## Set task 1
Please write out the biography passage again, starting at "As a director" and ending at "or as individuals.", and swap "chorus" for "choir".

Dara Weinberg, (put an “@” between daraweinberg and gmail.com) formerly of Los Angeles, currently of the planet. Freelance director, playwright, writer and editor at large.

As a director and choreographer, she works with the improvised chorus. In her work, all the members of the ensemble have the ability to play any or all the roles, share the text, and improvise movement as a chorus or as individuals.

She most recently directed THE MARRIAGE OF HEAVEN AND HELL, an improvised dance play based on William Blake’s poetry, at the Met Theatre Company. Other Los Angeles directing credits include A VAST WRECK and BRANDOHEAD at Theatre of NOTE, where she is an associate member. She assistant directed the premiere of MY WANDERING BOY (dir. Bill Rauch) at South Coast Rep. At the Oregon Shakespeare Festival, she assistant directed ROMEO AND JULIET (dir. Bill Rauch) and TARTUFFE (dir. Peter Amster). While at OSF, she also led workshops on the improvised chorus for acting company members. She assistant directed GOLDA’S BALCONY at TheatreWorks (dir. Aaron Davidman) and will assistant direct LYDIA at the Denver Center (dir. Juliette Carrillo)

She directed and choreographed the premiere of Helma Fries’s anti-war play HUMAN BOMBING for the Berliner Compagnie, a political theater ensemble in Kreuzberg. HUMAN BOMBING, the company’s first experiment with choruses, proved so successful that the production has toured Germany every year since 2003.

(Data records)
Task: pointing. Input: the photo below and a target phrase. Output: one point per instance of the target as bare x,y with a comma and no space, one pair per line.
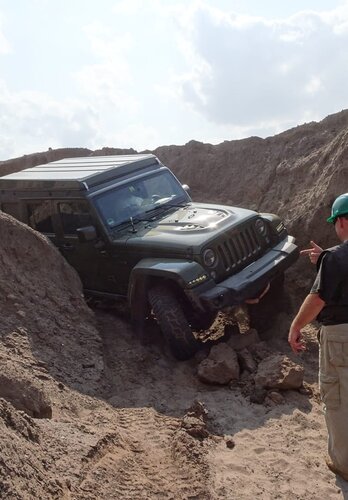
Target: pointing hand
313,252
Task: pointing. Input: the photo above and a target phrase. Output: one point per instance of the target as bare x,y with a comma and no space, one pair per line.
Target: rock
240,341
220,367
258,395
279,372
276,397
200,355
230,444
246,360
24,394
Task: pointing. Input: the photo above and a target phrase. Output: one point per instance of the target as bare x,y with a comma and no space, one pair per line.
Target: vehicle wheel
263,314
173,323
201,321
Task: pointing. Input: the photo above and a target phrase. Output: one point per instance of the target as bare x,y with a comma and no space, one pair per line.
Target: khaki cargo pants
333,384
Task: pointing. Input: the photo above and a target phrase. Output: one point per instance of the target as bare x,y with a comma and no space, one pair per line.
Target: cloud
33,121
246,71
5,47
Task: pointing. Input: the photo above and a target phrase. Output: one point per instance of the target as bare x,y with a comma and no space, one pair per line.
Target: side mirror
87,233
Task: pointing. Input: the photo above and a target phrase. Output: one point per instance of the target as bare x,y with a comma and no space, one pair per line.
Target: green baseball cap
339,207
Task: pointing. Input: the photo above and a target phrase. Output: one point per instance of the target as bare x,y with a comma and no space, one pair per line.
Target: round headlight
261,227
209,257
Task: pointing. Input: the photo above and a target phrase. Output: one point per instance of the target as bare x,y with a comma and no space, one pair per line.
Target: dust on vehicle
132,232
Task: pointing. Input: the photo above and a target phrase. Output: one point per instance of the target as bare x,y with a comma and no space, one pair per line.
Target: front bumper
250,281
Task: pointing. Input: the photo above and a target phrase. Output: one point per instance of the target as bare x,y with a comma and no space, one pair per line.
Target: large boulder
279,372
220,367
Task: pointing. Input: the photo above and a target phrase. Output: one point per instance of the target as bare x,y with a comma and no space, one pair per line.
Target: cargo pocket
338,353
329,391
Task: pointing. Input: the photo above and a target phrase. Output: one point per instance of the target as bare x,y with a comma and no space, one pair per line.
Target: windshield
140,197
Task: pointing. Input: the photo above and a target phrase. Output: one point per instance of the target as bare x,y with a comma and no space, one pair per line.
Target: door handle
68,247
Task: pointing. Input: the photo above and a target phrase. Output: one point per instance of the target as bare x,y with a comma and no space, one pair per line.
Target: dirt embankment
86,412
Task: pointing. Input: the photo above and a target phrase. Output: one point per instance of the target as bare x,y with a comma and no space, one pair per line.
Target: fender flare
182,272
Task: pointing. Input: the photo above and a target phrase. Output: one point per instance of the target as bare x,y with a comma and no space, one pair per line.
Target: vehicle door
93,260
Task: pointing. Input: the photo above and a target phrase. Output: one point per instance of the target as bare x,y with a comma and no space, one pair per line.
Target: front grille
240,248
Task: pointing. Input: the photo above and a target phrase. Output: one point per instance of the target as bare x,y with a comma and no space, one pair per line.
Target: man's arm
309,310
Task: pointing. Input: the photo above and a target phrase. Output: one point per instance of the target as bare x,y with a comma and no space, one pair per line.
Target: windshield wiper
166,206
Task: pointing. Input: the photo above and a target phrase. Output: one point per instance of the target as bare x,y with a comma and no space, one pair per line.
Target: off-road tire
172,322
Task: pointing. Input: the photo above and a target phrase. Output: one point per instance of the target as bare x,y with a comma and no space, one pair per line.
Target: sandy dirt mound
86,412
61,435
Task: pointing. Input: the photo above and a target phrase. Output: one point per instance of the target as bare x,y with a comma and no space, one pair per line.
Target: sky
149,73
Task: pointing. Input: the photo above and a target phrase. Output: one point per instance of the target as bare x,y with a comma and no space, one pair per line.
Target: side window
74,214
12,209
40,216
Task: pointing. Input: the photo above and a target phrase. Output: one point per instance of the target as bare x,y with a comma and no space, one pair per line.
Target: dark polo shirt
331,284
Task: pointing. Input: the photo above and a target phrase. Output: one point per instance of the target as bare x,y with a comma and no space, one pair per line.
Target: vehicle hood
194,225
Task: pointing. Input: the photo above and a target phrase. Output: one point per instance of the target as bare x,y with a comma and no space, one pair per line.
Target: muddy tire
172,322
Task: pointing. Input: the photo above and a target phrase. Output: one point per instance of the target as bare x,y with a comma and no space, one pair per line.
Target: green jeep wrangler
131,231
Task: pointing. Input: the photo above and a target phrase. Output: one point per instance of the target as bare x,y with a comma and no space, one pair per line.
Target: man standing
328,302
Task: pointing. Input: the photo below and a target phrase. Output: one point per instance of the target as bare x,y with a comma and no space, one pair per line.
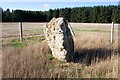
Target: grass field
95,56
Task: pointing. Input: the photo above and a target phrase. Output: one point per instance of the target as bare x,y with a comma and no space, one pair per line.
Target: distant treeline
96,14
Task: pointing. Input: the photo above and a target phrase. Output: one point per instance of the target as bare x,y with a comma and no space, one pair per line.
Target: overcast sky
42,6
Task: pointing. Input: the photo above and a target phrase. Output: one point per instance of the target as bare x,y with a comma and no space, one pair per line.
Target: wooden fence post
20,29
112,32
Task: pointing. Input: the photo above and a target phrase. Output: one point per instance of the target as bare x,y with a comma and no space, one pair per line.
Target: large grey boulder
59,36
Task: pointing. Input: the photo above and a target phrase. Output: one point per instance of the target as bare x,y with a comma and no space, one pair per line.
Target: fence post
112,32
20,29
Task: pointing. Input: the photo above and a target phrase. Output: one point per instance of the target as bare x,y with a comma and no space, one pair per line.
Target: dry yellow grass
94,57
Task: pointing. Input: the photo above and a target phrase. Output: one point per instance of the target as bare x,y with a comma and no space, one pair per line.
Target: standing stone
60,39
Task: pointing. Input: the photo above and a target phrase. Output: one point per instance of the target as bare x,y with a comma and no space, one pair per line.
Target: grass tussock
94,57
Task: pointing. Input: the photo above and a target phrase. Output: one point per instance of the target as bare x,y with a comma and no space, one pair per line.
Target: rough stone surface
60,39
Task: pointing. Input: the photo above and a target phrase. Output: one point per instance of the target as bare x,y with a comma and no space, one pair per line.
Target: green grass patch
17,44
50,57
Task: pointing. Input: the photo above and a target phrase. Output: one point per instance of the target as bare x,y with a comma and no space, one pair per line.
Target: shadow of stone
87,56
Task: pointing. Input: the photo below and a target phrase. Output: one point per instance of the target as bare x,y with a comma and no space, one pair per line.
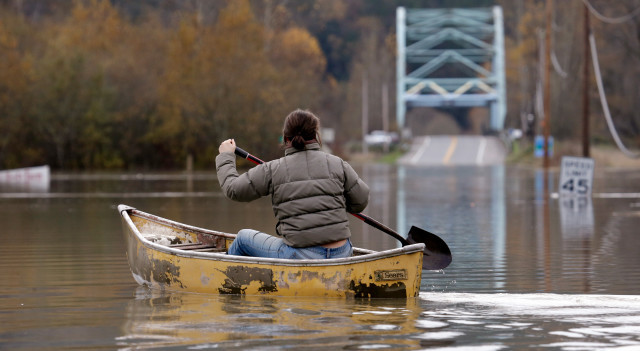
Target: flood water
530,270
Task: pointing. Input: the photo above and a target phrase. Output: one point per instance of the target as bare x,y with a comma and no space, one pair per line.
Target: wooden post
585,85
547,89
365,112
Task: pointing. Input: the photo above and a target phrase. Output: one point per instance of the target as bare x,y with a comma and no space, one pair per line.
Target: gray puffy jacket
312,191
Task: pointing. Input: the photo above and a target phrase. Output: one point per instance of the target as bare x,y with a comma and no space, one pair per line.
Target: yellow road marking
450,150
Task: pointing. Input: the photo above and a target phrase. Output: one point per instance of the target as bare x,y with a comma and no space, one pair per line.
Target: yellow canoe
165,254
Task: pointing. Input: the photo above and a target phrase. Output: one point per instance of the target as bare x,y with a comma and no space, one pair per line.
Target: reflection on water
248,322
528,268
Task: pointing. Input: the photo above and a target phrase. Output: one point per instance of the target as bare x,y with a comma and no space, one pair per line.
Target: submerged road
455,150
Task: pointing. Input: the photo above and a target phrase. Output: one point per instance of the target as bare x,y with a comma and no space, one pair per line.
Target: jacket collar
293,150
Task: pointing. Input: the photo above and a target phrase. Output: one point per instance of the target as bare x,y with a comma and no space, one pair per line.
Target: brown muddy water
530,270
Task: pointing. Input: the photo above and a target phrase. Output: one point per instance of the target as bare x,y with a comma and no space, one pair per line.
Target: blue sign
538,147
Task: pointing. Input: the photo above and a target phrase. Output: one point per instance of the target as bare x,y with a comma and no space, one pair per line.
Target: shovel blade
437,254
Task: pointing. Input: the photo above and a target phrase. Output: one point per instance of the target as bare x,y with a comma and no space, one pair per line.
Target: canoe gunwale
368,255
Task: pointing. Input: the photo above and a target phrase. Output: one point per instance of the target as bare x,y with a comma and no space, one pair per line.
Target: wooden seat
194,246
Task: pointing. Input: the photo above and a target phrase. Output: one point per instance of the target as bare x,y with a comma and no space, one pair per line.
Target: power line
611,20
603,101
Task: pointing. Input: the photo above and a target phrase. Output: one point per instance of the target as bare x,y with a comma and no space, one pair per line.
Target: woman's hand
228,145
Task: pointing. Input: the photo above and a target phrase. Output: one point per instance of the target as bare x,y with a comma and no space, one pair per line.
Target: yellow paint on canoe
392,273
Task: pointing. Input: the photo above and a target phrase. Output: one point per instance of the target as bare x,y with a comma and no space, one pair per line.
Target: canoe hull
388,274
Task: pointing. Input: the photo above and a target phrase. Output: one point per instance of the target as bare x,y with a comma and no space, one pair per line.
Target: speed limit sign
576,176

## Set task 2
Count the lines in the entries that contain the string "tire" and reply with only that number.

## Result 1
As a director and choreographer, she works with the improvised choir. In her work, all the members of the ensemble have the ability to play any or all the roles, share the text, and improvise movement as a choir or as individuals.

## Result 2
2